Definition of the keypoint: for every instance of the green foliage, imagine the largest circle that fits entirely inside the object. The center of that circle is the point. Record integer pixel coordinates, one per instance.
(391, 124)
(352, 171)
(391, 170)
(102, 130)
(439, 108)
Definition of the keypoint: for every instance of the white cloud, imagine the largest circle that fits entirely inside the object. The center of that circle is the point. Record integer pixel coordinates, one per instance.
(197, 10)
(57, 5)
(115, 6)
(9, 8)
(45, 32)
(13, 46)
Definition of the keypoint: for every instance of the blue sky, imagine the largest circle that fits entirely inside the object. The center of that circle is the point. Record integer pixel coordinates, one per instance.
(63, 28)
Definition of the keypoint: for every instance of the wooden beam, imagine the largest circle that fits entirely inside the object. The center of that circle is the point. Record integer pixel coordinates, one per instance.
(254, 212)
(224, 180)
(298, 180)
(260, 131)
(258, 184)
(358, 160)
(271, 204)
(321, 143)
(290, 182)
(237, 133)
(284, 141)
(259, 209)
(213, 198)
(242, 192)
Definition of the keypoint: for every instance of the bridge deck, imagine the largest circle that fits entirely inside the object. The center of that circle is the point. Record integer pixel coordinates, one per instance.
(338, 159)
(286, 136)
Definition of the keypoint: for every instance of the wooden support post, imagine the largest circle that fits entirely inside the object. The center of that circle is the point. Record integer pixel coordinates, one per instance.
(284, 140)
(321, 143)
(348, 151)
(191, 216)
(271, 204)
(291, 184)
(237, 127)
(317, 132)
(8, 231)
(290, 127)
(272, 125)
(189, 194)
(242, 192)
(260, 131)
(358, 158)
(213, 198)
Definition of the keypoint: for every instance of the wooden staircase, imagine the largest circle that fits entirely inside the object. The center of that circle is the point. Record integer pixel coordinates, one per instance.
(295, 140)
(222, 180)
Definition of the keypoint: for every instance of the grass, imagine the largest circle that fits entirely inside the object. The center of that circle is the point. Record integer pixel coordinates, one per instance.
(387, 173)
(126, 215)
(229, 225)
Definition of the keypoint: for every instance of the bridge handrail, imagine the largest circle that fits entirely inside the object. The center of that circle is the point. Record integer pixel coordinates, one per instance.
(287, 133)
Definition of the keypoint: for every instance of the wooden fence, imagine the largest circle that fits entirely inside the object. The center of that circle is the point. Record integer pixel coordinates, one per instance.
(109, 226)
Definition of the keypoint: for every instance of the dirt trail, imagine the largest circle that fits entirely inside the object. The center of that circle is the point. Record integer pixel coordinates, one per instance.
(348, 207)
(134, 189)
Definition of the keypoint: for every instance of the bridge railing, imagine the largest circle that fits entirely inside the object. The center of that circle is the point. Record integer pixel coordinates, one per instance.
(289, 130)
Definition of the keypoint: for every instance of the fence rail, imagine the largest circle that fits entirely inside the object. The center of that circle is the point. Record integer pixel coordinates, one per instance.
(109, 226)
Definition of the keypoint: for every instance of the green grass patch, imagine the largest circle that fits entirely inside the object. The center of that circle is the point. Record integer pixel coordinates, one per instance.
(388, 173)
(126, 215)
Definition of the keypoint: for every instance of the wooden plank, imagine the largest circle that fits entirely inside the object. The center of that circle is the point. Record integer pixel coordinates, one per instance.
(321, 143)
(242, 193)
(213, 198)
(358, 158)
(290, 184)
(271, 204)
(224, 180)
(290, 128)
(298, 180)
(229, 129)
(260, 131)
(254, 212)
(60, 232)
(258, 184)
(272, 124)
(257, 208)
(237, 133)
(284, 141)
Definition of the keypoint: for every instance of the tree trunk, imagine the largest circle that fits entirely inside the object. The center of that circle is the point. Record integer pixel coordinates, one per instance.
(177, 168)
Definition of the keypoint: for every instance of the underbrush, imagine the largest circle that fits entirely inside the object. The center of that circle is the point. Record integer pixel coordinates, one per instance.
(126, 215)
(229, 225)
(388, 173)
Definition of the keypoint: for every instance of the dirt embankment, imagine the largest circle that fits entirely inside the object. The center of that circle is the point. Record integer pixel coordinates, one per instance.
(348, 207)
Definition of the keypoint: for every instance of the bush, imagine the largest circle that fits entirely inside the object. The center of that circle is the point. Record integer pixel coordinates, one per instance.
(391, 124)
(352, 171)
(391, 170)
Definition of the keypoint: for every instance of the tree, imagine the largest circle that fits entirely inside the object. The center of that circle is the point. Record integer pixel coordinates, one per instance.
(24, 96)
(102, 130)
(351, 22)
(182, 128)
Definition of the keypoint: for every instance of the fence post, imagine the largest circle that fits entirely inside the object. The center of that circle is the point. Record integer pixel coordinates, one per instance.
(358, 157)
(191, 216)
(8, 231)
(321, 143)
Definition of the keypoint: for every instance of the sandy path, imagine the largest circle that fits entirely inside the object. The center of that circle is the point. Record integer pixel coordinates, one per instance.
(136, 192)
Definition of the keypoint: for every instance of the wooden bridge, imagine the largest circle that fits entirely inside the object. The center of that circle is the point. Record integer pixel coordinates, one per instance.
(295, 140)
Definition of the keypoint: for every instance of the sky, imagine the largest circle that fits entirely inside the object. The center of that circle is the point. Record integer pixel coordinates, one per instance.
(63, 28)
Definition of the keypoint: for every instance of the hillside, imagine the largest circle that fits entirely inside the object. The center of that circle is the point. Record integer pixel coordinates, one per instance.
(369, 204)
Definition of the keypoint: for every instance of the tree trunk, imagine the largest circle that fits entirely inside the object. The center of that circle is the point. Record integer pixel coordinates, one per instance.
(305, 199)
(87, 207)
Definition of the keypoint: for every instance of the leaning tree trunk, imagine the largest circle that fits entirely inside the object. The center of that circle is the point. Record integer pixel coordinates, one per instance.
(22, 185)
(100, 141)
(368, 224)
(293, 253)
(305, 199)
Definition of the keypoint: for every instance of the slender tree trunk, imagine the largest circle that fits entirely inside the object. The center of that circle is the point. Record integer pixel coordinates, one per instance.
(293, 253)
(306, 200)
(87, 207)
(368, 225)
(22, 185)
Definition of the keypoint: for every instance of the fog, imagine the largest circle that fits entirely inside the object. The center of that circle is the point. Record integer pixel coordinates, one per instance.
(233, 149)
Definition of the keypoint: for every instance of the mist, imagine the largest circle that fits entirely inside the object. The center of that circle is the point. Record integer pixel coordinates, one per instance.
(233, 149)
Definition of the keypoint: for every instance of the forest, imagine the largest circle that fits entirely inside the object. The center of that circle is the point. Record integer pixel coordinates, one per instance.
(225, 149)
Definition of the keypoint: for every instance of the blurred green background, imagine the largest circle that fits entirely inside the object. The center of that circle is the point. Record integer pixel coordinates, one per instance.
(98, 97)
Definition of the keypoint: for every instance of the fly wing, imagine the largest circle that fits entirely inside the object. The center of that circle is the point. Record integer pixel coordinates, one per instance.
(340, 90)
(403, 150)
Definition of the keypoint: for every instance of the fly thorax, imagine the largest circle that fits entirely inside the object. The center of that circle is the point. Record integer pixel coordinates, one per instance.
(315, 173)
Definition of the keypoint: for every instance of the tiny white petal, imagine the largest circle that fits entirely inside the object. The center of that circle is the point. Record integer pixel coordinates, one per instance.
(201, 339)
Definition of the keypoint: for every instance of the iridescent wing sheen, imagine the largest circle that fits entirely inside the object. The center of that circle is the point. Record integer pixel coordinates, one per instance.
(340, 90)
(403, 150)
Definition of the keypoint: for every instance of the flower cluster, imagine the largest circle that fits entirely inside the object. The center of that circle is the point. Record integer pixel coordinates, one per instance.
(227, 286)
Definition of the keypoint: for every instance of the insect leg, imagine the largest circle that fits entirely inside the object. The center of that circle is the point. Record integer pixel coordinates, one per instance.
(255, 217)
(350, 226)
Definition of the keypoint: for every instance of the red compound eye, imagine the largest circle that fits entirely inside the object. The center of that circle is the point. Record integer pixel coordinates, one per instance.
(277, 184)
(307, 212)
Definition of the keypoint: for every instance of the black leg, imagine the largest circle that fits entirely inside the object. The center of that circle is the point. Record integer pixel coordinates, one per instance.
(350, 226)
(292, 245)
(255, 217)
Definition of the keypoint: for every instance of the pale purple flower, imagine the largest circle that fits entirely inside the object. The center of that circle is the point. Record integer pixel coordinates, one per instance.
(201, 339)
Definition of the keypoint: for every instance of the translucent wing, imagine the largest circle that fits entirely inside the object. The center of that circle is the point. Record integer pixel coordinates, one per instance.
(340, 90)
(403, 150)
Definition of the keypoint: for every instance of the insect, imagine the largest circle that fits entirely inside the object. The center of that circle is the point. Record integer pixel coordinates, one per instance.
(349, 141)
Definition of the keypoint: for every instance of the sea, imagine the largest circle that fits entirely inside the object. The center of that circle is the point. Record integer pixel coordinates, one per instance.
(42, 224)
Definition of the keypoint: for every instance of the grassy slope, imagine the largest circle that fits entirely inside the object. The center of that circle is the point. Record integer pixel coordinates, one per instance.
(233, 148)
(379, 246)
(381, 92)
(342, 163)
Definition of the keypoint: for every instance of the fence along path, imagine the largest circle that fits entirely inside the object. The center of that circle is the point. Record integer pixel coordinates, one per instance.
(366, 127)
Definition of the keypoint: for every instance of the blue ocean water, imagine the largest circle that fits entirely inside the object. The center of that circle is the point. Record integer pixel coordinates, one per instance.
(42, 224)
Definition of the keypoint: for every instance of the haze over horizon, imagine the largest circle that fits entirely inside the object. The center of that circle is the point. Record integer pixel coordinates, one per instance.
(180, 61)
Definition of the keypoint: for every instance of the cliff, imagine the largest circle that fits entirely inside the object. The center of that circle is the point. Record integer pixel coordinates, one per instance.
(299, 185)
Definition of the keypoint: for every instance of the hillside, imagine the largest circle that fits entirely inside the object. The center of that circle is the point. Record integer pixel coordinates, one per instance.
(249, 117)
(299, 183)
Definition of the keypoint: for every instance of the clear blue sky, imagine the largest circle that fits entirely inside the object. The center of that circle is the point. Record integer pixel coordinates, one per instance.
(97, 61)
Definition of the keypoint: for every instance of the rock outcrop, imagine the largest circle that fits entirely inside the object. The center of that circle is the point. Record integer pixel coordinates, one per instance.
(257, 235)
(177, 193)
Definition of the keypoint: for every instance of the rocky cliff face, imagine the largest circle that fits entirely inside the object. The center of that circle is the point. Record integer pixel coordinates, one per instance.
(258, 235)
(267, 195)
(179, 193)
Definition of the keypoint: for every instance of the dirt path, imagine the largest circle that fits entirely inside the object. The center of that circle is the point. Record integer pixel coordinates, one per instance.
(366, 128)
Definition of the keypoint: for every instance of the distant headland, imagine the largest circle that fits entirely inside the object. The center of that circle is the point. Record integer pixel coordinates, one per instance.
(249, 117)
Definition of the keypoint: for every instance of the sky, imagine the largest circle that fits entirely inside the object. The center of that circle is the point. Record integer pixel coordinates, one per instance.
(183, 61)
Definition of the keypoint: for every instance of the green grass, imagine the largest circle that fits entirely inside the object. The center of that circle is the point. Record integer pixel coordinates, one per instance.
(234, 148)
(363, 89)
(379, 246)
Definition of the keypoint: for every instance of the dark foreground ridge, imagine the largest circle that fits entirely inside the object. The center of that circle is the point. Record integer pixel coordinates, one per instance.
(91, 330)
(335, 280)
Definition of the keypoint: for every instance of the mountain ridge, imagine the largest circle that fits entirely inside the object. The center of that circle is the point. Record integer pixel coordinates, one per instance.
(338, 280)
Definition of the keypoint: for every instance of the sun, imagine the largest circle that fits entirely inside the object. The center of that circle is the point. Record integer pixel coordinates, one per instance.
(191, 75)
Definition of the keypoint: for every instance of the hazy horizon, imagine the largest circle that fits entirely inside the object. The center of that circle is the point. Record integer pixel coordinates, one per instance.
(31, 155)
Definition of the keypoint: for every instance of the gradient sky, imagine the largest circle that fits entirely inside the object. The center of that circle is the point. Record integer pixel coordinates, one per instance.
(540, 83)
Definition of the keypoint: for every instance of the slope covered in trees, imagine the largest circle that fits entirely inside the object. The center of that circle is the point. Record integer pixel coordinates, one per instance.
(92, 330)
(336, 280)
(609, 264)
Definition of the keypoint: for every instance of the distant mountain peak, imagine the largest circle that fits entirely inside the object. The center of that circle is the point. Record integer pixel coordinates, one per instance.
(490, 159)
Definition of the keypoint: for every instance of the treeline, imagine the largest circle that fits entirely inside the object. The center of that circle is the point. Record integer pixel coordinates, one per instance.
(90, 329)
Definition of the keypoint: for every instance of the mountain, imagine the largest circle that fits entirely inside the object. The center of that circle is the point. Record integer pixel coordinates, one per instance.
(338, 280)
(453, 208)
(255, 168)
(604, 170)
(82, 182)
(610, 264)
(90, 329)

══════════════════════════════

Leave out every line before the one containing "the sun, imagine"; set down that line and all remaining lines of the material exactly.

Definition of the keypoint: for every instance of the sun, imagine the largest circle that fits entirely inside the object. The center of that circle is the point. Record integer pixel coordinates, one per instance.
(191, 75)
Definition of the keypoint: for every instance of the hazy horizon, imagine the largest circle that fits entirely inside the object. The center of that circle is the point. Record integer pixel coordinates, one per instance.
(31, 155)
Definition of the keypoint: for every instance of the gradient sky, imagine the largest circle that fits entirely inside the object. The center of that circle is the point. Record integer pixel coordinates, one per instance.
(540, 83)
Definition of the keypoint: for every instance of the slope covered in trees, imagine the largest circle that fits entirely inside the object. The center of that circle is the point. Record integer pixel coordinates, one per instance.
(92, 330)
(336, 280)
(609, 264)
Definition of the keypoint: for every instance of the distant mountain peak, imagine the largest circle that fits entirely inside the object. The center of that circle is the point. Record integer pixel coordinates, one per instance.
(490, 159)
Definition of the keypoint: for every instance of the treeline, imagine the largest circle that fits entirely inside the object. The center of that circle is the point. Record integer pixel coordinates, one per instance.
(90, 329)
Definition of the keypoint: for every instance of the mountain, imagine the largest circle that fits entirely inside the object. The center of that circle is the point. Record integer pixel coordinates, one per instance.
(338, 280)
(453, 208)
(255, 168)
(604, 170)
(82, 182)
(610, 264)
(90, 329)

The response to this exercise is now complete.